◆ **Extract provided**:
I don't like how the author uses terms like "manipulative" in the following excerpts. Not taking ownership by implying that there's something wrong with the other person, for example, is nonassertive. But, is it really manipulative? I wouldn't cast it that way. I can see that the author's exaggerated characterization of nonassertiveness makes his examples more vivid, and perhaps this helps him convey the ideas more effectively. But, I worry about how it could unnecessarily rub people the wrong way. He softens all this a bit by saying that we do these things not because we're uncaring or insensitive to what other people want, but because that's just what we grew up with. So, instead of casting some ways of talking as "manipulative," I prefer the following framing: Nonassertive ways of talking are the norm. There are alternative assertive ways that often work better, but most people just don't know about them.


Excerpts from end of Chapter 1

The following excerpts are ones that come shortly after the excerpts that are included in Sections 2.1 and 2.2 on the Acknowledging and validating page.

(Saved entries)
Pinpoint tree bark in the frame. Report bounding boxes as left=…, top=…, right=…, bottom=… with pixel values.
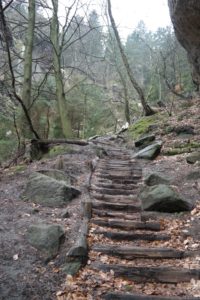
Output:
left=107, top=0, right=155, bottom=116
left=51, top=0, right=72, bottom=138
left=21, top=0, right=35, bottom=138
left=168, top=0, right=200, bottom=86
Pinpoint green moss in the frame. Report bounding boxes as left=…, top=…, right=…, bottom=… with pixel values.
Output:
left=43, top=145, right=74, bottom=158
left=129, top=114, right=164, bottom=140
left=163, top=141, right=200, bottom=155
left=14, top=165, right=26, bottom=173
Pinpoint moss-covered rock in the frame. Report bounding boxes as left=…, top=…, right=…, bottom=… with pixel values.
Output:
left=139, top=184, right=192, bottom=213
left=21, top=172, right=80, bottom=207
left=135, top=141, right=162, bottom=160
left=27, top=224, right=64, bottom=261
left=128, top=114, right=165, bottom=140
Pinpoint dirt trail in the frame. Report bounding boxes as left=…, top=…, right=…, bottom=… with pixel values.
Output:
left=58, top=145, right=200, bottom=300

...

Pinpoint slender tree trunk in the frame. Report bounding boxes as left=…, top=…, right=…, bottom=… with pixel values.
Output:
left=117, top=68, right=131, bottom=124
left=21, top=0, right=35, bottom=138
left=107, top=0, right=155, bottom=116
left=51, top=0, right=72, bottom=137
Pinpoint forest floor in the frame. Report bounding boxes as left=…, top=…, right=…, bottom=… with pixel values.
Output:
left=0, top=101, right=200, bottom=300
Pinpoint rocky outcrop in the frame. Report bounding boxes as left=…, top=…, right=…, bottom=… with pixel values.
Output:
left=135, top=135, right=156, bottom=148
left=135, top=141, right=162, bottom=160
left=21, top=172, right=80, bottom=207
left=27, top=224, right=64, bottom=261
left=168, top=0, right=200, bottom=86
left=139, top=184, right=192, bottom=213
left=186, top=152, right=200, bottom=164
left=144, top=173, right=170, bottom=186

==

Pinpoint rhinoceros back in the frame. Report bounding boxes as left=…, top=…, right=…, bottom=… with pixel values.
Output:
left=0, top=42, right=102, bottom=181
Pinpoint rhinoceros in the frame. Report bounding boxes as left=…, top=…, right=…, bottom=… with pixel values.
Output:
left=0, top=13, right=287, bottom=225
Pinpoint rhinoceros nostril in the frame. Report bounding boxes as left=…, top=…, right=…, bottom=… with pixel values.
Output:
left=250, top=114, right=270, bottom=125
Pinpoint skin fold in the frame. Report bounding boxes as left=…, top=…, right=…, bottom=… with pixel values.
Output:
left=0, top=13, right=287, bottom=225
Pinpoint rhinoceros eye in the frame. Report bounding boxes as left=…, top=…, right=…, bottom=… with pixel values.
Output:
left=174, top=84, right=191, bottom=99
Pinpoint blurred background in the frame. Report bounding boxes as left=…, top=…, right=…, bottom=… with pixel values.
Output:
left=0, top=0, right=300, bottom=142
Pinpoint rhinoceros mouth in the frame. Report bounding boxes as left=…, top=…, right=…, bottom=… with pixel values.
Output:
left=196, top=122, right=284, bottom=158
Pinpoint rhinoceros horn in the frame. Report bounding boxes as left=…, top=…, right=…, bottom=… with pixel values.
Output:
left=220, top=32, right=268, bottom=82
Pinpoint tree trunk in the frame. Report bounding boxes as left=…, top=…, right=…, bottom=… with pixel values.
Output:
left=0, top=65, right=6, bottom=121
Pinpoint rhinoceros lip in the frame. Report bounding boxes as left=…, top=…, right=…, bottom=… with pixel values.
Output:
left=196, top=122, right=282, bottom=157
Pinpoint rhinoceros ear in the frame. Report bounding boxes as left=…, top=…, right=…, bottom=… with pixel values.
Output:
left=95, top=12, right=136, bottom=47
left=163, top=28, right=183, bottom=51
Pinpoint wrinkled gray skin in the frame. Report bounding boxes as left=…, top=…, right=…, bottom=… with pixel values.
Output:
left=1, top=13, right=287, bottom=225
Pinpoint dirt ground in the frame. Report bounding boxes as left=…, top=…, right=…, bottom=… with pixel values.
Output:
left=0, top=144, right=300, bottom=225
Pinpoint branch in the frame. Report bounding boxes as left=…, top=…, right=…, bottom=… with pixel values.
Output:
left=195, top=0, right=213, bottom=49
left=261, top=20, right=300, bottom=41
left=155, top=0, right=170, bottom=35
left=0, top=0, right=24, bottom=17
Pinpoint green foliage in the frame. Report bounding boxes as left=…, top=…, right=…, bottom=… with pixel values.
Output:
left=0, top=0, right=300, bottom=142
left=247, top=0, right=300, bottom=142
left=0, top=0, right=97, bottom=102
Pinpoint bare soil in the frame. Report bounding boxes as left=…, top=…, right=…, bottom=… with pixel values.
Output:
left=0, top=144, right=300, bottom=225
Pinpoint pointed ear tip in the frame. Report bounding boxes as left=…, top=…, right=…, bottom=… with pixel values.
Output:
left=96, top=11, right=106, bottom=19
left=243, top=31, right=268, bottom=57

◆ **Problem 1**: In the passage on nonassertive speech, what reason does the author give for why people talk in these nonassertive ways?
◆ **Problem 2**: Print the stretch of the passage on nonassertive speech from "Excerpts from end" through "and validating page.".

◆ **Exercise solution 1**: People talk this way because that is what they grew up with, not because they are uncaring or insensitive to what other people want.

◆ **Exercise solution 2**:
Excerpts from end of Chapter 1

The following excerpts are ones that come shortly after the excerpts that are included in Sections 2.1 and 2.2 on the Acknowledging and validating page.